Top of Selected passage

A month later, the City of Toronto released new findings that showed Black individuals and people of colour made up 84 per cent of COVID-19 infections in the city. By December, more evidence revealed 78 per cent of COVID-19 cases in Toronto were attributed to an individual from a racialized community.
“(The figures) are not surprising, but it doesn’t make it any less traumatic to see,” Phillips says.
Omole, Phillips and Hobbs say these numbers can definitely be attributed to systemic racism and its negative impact on social determinants of health such as food, housing, education, and access to opportunities.
Black people are over-represented among front-line workers, who bear the brunt of the COVID-19 pandemic.https://t.co/X2SCtH4imF
— Globalnews.ca (@globalnews) May 2, 2020
For instance, all three experts say a Black individual who is precariously housed, or who is facing an overcrowded living arrangement, may find it very difficult to self-isolate.
Given the fact that Black people are overrepresented in the number of frontline workers during COVID-19 — and they often do not have paid sick days — the individual may inadvertently contribute to the spread of COVID-19 to other vulnerable individuals in their communities.
“To me, when you tell someone they’re “essential”, yet you treat them as disposable — that is a crime,” says Phillips.
We’ve established that race-based data is important. Now what?
While Omole, Phillips, and Hobbs say we need both statistic and anecdotal evidence to paint a full-picture of anti-Black racism in healthcare, this merely scratches the surface.
For starters, healthcare providers, decision-makers, and managers should be obligated to unpack their own biases. That means fewer cuts, and more money, time, and resources should be allocated toward mandatory cultural safety training on institutionalized anti-Black racism, and how it negatively impacts other social determinants of health, leading to poor quality of life.

Bottom of Selected passage
Top of Stored data

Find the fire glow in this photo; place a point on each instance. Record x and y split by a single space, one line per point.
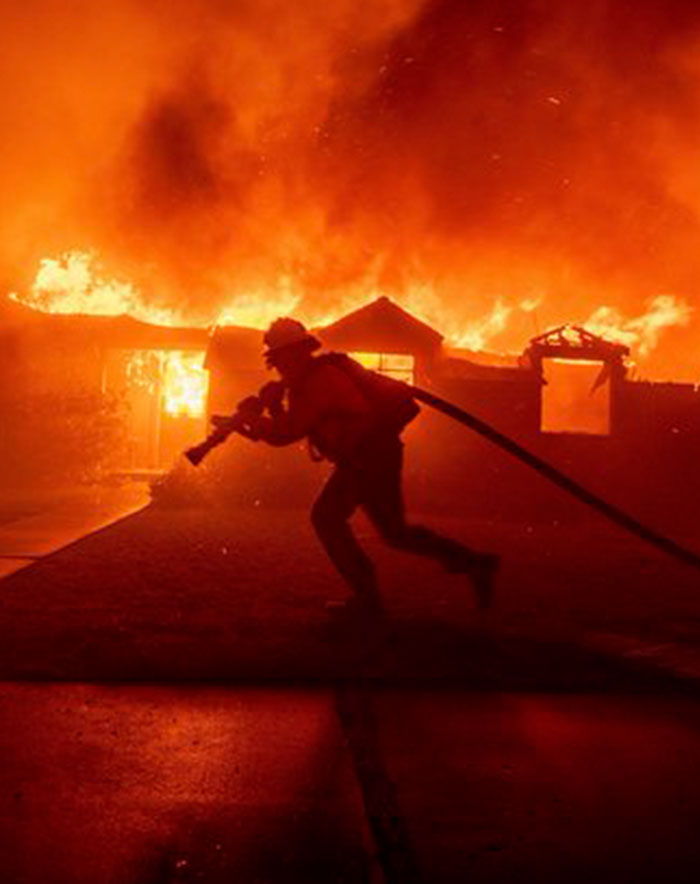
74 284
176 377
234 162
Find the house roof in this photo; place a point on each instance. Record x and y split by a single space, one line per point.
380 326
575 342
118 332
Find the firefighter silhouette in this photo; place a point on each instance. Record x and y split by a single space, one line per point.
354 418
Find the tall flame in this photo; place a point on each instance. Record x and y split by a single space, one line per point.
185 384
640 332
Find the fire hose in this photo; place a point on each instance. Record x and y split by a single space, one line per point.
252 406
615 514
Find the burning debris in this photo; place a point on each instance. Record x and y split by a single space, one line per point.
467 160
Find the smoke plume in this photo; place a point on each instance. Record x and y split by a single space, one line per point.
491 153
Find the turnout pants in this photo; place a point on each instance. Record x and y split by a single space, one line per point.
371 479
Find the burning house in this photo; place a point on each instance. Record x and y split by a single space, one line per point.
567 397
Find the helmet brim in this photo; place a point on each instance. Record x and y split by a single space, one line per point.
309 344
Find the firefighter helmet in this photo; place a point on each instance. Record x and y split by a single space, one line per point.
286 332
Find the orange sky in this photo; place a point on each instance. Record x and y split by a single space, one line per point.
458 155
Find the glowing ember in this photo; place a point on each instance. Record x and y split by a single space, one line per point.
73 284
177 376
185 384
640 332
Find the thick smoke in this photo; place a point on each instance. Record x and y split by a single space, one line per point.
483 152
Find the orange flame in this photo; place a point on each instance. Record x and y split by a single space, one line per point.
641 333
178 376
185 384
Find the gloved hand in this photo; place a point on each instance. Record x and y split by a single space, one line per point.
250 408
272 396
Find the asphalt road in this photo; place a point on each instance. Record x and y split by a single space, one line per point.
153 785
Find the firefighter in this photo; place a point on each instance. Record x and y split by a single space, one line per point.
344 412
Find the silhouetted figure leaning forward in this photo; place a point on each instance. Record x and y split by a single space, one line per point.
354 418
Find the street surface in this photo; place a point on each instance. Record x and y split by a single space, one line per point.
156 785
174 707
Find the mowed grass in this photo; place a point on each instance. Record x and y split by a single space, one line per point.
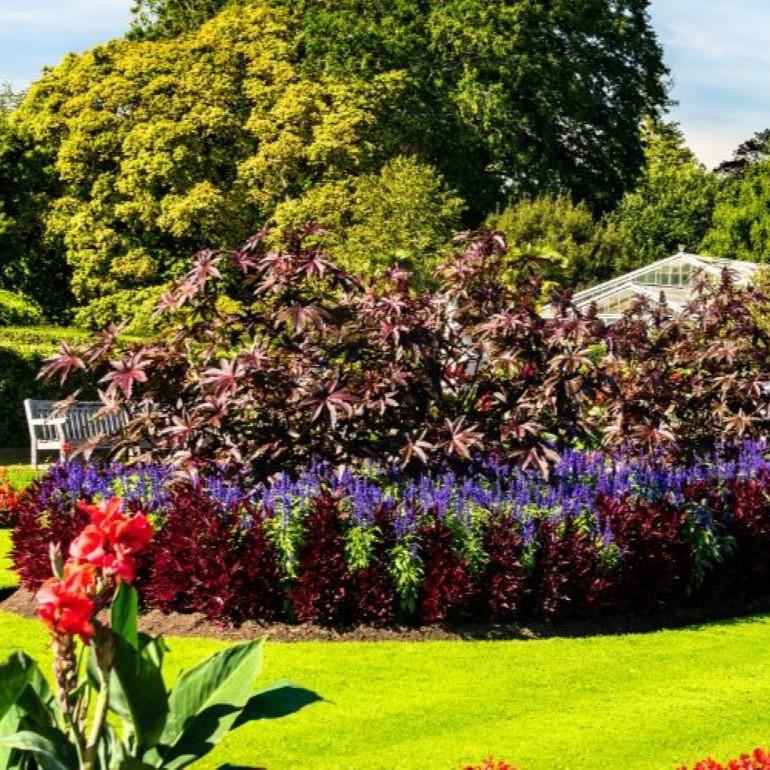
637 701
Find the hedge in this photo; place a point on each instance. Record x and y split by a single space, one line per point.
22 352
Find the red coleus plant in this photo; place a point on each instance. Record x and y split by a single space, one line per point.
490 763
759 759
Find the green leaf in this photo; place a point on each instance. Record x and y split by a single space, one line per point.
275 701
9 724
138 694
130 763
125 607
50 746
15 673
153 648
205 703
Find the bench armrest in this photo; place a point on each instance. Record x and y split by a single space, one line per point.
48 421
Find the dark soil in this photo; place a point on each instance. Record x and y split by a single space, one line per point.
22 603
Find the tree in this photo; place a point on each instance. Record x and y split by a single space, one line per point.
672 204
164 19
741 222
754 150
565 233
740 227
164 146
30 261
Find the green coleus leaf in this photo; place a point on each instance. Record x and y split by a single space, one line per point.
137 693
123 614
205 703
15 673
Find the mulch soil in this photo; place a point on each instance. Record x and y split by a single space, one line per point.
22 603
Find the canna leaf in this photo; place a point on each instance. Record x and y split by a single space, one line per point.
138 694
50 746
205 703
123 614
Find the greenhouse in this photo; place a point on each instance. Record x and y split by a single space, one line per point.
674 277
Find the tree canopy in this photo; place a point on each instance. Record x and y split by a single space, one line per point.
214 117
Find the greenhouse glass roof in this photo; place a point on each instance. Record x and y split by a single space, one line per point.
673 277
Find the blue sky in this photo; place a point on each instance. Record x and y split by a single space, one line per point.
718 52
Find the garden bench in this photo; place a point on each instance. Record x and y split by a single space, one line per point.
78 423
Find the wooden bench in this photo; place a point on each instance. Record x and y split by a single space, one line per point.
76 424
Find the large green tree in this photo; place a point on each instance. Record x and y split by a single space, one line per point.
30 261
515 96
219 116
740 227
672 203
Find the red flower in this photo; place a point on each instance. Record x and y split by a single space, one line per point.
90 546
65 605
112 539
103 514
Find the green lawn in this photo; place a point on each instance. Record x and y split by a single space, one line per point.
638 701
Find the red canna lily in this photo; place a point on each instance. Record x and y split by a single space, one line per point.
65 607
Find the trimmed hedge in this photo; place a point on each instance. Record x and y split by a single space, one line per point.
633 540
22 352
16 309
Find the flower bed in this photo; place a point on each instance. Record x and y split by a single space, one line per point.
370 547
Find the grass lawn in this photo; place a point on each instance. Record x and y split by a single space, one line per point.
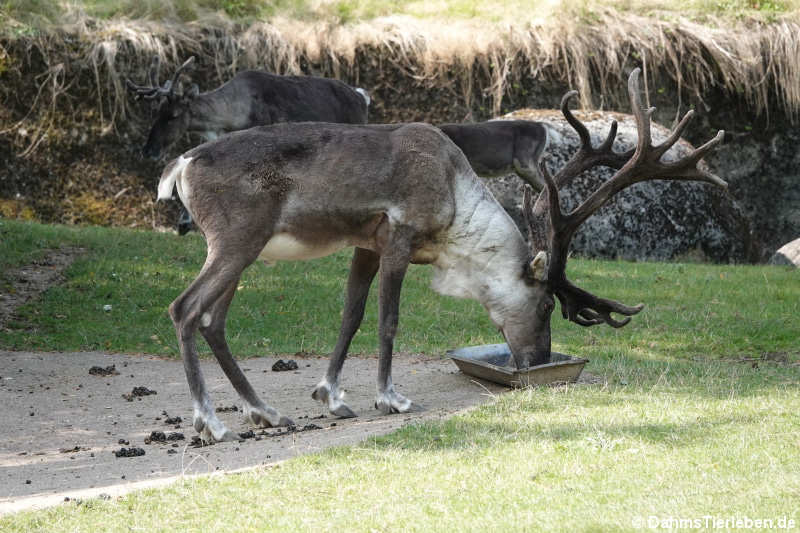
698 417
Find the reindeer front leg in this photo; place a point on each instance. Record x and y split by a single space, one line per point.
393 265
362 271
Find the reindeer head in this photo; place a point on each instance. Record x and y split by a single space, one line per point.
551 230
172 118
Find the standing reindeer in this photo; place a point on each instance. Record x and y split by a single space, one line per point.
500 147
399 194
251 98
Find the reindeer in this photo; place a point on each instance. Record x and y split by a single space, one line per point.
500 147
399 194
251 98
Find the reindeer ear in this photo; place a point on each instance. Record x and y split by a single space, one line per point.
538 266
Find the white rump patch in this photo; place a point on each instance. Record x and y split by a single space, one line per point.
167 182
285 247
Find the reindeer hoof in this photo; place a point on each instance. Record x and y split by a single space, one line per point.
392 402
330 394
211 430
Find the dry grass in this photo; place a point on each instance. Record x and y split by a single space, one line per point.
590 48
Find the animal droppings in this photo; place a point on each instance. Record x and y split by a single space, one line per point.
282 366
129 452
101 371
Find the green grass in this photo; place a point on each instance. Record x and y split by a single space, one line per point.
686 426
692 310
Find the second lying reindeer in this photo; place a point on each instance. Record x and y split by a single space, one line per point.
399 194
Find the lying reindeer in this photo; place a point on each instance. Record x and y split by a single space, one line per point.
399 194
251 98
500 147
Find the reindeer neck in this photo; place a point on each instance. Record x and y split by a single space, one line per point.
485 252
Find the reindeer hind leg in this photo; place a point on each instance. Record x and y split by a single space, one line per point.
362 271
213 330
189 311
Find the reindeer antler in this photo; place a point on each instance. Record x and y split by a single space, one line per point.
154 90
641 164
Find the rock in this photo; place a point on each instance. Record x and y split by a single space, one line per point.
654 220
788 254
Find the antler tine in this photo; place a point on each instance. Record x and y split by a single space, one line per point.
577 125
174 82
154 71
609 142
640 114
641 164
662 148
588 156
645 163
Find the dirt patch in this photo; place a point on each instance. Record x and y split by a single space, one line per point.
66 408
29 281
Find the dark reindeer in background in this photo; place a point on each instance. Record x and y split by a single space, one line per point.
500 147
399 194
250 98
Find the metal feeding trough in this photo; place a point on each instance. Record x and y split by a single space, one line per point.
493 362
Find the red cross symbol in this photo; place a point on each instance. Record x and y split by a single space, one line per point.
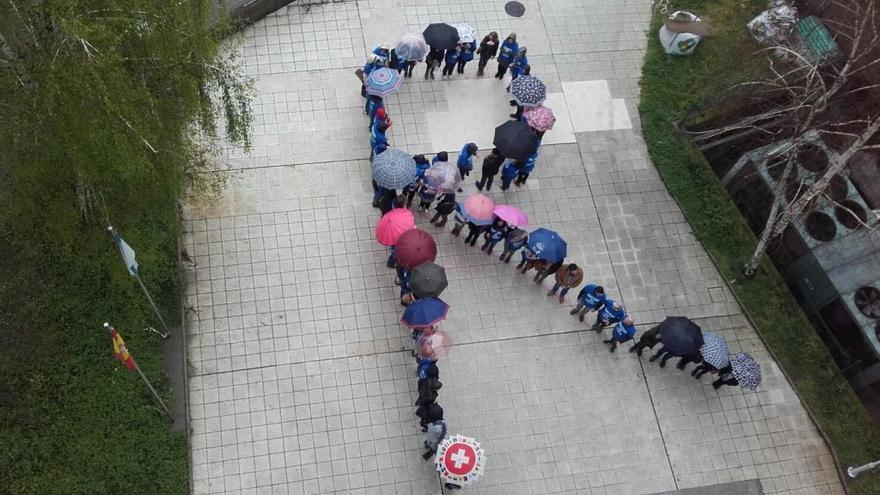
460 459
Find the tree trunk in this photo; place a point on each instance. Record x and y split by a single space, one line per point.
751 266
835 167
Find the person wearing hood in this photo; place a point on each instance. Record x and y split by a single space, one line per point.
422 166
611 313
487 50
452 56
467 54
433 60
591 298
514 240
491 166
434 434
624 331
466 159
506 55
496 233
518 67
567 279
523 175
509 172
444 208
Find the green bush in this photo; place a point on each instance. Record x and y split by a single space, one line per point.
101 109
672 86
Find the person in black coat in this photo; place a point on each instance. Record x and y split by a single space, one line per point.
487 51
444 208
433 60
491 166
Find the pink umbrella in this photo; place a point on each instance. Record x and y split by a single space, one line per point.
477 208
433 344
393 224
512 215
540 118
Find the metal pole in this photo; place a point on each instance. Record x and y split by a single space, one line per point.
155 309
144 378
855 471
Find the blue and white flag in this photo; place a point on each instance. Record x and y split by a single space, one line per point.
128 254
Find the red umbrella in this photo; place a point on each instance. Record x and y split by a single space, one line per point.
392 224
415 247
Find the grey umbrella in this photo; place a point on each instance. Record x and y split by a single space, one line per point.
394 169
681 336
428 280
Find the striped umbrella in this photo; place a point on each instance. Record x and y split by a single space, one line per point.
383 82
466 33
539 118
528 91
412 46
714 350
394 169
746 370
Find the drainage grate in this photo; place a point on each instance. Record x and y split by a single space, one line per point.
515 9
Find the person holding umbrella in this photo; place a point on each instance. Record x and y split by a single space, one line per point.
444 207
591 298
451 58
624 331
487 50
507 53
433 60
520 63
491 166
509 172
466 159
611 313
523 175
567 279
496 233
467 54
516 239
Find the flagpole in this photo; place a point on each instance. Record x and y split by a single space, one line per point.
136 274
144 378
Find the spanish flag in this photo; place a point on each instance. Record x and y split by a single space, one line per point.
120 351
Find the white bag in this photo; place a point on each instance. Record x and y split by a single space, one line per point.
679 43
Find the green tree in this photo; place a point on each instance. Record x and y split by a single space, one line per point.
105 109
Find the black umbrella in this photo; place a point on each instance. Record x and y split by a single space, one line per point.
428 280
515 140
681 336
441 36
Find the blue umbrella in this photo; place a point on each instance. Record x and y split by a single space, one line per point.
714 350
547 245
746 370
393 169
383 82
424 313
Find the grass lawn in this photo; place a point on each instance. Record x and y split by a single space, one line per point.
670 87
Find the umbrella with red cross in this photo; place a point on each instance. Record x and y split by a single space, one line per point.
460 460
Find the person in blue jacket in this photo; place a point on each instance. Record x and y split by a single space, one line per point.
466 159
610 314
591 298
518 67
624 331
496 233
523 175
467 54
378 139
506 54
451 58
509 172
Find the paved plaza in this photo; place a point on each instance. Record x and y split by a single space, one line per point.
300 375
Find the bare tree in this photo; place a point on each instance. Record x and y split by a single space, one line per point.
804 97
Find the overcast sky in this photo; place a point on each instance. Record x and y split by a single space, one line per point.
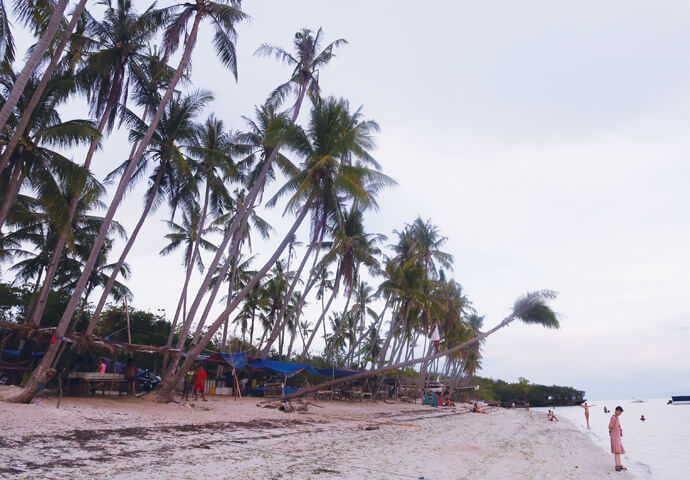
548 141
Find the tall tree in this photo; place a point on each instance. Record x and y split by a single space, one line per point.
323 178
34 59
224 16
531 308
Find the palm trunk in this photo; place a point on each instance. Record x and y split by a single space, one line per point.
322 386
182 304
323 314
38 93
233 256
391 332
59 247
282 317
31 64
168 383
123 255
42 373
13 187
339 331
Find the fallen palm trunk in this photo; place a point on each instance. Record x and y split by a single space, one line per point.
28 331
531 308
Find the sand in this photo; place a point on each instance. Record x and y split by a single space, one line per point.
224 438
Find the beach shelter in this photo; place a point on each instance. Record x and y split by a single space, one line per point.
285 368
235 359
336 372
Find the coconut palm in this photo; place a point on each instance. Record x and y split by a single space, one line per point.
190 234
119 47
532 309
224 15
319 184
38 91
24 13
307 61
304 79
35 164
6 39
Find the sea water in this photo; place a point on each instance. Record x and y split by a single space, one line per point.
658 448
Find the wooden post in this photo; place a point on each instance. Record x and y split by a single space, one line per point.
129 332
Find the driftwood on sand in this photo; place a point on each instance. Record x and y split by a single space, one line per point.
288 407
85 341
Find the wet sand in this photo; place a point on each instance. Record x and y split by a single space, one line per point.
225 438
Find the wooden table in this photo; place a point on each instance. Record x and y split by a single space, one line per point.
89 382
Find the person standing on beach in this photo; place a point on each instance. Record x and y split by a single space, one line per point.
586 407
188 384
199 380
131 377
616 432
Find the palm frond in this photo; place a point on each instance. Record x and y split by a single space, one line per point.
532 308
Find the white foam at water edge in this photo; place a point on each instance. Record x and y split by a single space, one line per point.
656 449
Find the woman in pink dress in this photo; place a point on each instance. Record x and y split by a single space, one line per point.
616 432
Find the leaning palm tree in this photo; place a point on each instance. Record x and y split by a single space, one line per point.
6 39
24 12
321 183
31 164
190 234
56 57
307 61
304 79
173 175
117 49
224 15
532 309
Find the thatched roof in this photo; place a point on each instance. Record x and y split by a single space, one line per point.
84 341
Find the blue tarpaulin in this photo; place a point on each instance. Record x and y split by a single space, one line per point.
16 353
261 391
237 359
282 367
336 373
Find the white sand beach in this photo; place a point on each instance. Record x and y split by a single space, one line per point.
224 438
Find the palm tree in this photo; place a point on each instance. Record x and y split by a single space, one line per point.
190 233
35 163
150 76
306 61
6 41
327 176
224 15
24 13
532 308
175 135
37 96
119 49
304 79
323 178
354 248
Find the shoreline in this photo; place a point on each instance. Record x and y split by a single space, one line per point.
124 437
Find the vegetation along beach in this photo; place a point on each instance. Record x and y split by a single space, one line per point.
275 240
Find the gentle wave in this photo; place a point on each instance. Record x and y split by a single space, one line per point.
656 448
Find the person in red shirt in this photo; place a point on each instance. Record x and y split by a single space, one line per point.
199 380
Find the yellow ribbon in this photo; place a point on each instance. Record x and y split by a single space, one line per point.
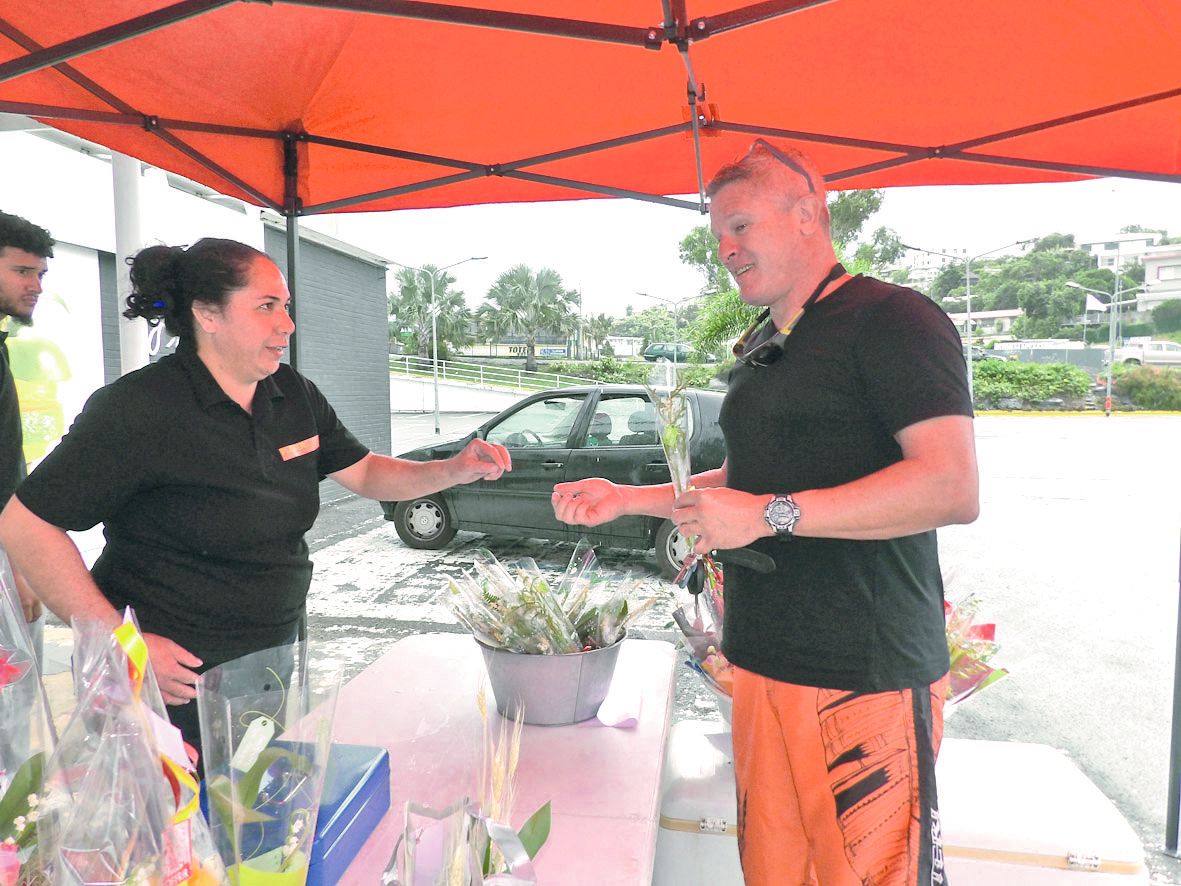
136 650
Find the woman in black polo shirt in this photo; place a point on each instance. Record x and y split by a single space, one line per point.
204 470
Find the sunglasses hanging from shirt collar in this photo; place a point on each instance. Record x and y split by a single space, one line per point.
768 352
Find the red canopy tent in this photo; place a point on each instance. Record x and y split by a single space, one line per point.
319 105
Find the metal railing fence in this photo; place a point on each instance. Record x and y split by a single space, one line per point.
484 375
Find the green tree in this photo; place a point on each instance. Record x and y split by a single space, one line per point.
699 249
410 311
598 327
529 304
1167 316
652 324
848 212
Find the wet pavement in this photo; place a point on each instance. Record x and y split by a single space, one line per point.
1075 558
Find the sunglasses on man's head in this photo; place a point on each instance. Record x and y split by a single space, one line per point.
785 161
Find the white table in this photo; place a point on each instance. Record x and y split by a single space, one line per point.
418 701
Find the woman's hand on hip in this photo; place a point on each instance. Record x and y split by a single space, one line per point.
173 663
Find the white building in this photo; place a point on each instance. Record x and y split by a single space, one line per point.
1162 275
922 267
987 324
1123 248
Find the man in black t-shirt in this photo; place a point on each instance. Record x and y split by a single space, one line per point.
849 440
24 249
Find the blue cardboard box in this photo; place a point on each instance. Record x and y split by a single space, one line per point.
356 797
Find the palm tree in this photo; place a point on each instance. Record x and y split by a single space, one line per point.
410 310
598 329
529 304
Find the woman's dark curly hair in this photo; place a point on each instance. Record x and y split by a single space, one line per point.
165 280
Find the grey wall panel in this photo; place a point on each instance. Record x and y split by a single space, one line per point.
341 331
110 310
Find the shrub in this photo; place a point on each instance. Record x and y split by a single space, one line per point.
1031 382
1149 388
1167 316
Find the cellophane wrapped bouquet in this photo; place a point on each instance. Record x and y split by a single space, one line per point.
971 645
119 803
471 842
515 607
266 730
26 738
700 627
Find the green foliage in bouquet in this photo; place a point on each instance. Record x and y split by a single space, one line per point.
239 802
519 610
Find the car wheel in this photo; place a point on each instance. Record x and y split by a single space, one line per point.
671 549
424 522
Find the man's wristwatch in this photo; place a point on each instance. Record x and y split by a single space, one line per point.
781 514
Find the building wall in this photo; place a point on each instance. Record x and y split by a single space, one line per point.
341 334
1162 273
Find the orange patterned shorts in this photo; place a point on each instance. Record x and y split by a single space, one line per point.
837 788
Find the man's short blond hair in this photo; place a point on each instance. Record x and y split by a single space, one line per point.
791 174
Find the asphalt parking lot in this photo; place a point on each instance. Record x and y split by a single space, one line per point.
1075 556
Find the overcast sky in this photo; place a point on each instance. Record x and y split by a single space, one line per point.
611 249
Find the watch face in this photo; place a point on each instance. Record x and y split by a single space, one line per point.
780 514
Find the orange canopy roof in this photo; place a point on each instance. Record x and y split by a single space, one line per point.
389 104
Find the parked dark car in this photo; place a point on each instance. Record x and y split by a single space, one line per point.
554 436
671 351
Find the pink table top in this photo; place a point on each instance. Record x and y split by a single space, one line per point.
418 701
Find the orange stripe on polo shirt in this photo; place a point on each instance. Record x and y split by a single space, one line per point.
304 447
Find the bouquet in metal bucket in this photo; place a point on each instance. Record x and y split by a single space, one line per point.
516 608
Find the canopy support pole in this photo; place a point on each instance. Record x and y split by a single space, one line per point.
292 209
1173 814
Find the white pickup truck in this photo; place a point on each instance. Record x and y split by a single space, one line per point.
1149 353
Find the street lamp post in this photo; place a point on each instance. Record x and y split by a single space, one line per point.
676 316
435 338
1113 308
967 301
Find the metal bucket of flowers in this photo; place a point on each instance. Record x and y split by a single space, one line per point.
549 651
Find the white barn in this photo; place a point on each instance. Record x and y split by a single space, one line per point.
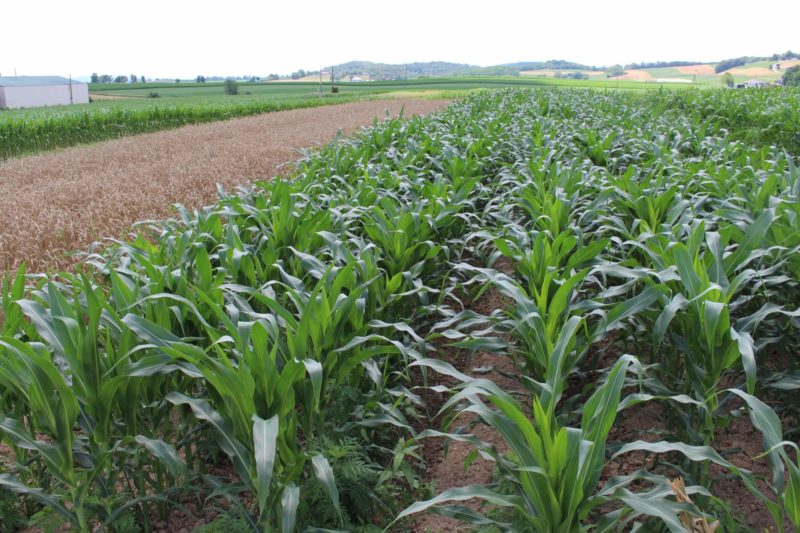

Bottom of Stored data

- Questions:
1 - How would you put this sentence from the article on anti-Black racism in healthcare into Spanish: "For instance, all three experts say a Black individual who is precariously housed, or who is facing an overcrowded living arrangement, may find it very difficult to self-isolate."
2 - Could you carry on the article about anti-Black racism in healthcare, picking up after its final sentence?

- List of answers:
1 - Por ejemplo, los tres expertos afirman que una persona negra con una vivienda precaria, o que vive en condiciones de hacinamiento, puede tener muchas dificultades para aislarse.

2 -
This also means healthcare providers should make an effort to see beyond the patient’s initial symptoms.
“We want to make sure that when we’re giving patients care, that we take into context their cultural background … that there is a respect in understanding and delivering healthcare in a context that the person is used to,” Omole says.
Omole, Phillips and Hobbs say Black people need to be included in decisions about treatment options, and to respect that may sometimes mean getting other family members involved.
“Instead of trying to put people in a box and attribute them to particular practices, engage with them in a way that is safest for them. You give them the opportunity to define what that safety looks like for them,” Phillips says.
“It’s obviously more work. It means you have to ask them questions about (what) their lived experience has been and how that applies to their care.”
But Phillips and Omole say this change should not just take place during one-on-one interactions between patients and physicians.
Instead, they say Black people should be able to co-design their own services and care at every level — meaning they should be represented in regional/provincial decision-making boards, in healthcare, and in all levels of government. It would also mean, according to Hobbs, that anti-Black racism should be declared a health emergency.
This still leaves us with the root cause of the problem: systemic racism that contributes to lower access to education, precarious housing, and low-income jobs.
Hundreds of activists and experts say this can only be dissected once non-Black individuals “take it personally” and actively become anti-racist. That means electing officials in municipal, provincial, and federal governments who will fight for Black lives, the activists say. It means providing financial and emotional supports to racialized communities. It means helping those more likely to fall through the cracks to secure an opportunity for education and a well-paying job. Activists say it can be nothing short of a multi-faceted approach.
As COVID-19 and its variants continues to ravage the country, thousands of Canadians are lining up to get inoculated.
However, Black communities say many of them are not so quick to trust a vaccine administered by a health system that they say has failed them for decades.